**Exercise description:**
Write out the records below from their first line through the line holding "left=36, top=4, right=44, bottom=24", inclusive. Leave the pictures out of your copy.

--- begin ---

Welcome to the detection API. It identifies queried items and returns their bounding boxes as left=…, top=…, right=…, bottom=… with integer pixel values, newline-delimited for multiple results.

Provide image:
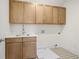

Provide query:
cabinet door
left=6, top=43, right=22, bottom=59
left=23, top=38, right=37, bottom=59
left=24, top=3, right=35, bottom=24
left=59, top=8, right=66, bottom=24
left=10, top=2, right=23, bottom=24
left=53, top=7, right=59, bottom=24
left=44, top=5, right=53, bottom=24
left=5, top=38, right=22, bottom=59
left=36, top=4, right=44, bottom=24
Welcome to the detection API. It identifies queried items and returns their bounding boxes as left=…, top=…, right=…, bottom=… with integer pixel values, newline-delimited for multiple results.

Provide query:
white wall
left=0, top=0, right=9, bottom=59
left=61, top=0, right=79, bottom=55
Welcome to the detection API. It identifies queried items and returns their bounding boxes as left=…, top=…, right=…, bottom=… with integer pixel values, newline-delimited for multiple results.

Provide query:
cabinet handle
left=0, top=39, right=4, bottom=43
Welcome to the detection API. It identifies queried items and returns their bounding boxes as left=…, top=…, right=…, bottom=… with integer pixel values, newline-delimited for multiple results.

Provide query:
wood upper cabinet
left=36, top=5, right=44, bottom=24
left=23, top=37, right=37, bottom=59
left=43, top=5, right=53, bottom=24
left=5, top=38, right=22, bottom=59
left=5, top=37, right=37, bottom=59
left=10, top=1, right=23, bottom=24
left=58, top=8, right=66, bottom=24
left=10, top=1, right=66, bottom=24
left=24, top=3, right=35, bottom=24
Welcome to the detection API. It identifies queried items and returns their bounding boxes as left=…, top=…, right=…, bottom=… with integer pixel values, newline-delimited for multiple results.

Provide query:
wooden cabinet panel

--- end ---

**Written answer:**
Welcome to the detection API. It identifies queried items and returns their bounding boxes as left=…, top=…, right=…, bottom=… with integer pixel values, newline-delimited for multiple results.

Provide image:

Provide query:
cabinet door
left=6, top=43, right=22, bottom=59
left=23, top=38, right=37, bottom=59
left=24, top=3, right=35, bottom=24
left=59, top=8, right=66, bottom=24
left=10, top=2, right=23, bottom=24
left=53, top=7, right=59, bottom=24
left=44, top=5, right=53, bottom=24
left=5, top=38, right=22, bottom=59
left=36, top=4, right=44, bottom=24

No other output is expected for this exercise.